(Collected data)
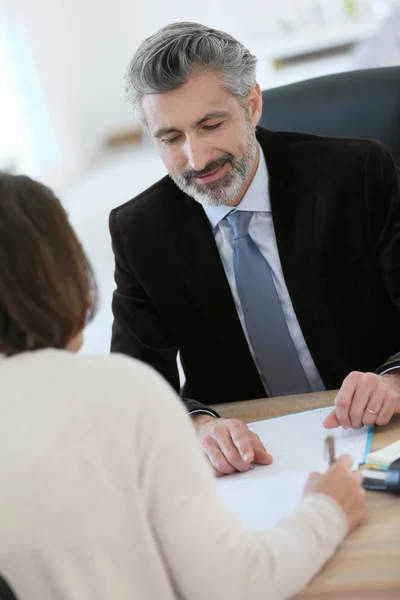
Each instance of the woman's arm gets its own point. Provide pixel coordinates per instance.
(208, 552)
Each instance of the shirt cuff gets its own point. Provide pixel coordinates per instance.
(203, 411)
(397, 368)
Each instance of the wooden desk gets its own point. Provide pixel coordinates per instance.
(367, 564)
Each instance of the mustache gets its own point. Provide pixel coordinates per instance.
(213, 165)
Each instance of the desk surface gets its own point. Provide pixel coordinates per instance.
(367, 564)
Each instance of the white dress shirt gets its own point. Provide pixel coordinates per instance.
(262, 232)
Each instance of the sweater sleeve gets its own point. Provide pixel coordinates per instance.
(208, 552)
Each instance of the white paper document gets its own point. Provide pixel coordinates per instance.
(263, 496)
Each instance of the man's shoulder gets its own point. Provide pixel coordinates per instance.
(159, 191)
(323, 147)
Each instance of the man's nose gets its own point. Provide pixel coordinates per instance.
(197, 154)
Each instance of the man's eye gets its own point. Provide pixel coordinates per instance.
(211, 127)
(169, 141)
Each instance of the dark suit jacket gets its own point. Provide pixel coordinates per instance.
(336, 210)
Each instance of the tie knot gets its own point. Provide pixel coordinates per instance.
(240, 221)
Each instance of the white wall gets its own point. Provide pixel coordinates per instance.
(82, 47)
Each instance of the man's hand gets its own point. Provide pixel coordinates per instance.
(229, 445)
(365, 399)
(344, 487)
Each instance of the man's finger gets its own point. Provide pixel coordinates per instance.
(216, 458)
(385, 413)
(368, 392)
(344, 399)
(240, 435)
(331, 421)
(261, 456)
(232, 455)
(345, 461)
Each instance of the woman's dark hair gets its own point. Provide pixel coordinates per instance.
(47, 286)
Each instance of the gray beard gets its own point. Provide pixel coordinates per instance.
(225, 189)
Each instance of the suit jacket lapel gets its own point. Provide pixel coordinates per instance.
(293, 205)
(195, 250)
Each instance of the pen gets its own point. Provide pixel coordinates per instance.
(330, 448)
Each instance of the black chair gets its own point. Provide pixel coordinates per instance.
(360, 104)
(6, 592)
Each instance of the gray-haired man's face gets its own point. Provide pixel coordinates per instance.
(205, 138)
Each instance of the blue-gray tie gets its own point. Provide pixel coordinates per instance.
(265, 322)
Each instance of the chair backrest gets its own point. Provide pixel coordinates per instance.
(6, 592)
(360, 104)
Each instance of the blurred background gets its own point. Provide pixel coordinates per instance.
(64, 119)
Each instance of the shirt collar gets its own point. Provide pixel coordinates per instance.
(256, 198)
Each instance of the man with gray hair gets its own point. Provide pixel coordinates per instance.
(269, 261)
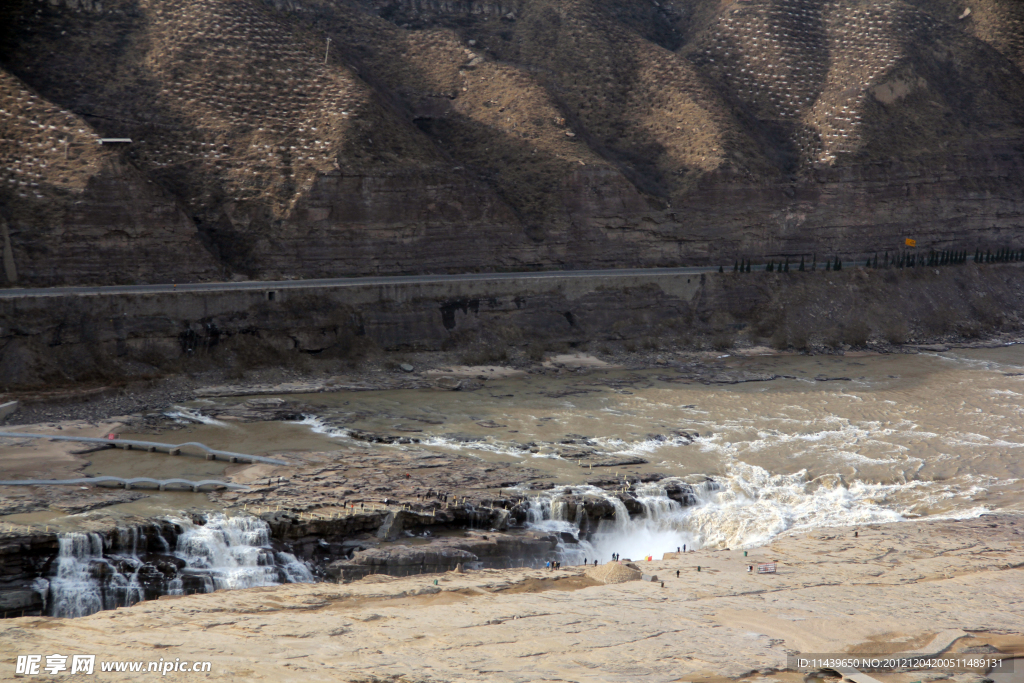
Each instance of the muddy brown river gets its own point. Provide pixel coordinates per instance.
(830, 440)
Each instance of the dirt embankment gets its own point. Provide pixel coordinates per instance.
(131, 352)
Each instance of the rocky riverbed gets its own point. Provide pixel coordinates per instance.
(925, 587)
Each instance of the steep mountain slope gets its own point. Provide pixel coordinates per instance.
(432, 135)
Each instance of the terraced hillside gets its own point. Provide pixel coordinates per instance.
* * *
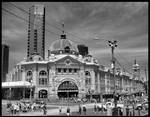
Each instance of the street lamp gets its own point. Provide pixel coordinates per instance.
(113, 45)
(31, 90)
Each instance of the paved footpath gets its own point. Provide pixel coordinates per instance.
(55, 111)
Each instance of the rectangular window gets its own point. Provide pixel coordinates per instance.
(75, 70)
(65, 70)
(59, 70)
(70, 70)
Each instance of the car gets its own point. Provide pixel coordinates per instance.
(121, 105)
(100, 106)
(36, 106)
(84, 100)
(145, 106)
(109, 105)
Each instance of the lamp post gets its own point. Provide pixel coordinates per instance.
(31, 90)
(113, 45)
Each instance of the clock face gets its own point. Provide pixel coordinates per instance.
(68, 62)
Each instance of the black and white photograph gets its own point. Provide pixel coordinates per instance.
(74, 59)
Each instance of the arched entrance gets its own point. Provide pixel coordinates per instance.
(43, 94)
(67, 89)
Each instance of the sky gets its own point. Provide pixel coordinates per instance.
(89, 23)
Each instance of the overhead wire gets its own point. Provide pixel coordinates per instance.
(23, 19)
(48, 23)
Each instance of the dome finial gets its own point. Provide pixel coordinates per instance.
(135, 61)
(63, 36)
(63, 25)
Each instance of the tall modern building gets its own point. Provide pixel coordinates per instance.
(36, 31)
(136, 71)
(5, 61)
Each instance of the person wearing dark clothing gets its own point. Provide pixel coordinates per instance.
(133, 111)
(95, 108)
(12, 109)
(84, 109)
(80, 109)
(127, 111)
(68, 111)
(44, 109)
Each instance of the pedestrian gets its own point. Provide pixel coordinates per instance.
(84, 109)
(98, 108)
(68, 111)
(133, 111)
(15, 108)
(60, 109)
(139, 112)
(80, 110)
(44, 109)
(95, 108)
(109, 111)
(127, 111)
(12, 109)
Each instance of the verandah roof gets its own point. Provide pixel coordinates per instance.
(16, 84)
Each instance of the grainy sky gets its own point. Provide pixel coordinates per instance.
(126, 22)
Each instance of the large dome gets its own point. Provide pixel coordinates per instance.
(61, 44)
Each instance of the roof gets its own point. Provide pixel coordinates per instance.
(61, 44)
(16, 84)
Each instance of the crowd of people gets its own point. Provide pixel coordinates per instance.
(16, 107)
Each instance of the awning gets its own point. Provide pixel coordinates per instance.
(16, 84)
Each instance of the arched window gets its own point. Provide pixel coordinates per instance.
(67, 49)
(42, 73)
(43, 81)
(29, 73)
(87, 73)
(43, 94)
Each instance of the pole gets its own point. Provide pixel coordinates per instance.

_Instructions to follow_
Copy out the lines above exactly, beginning at the one that contains "Each instance of the large" and ending at the one that contains "Each instance of the pole".

_Answer box_
Each instance of the large dome gets its own point. Provide pixel coordinates per instance.
(61, 44)
Each instance of the roof gets its own point. Provide pixel coordinates per instance.
(61, 44)
(16, 84)
Each instance of the crowd of people gets its own point. Provide pixel coordinates per instance.
(16, 107)
Each instance of the awning gets its own point. Provide pixel coordinates per instance.
(16, 84)
Each instance of the arched window gets its own point. Provide pixel coordinates per instance.
(67, 49)
(42, 73)
(43, 81)
(29, 73)
(87, 73)
(43, 94)
Each instance of the pole gets its own point. Provide pixel coordinates per instance.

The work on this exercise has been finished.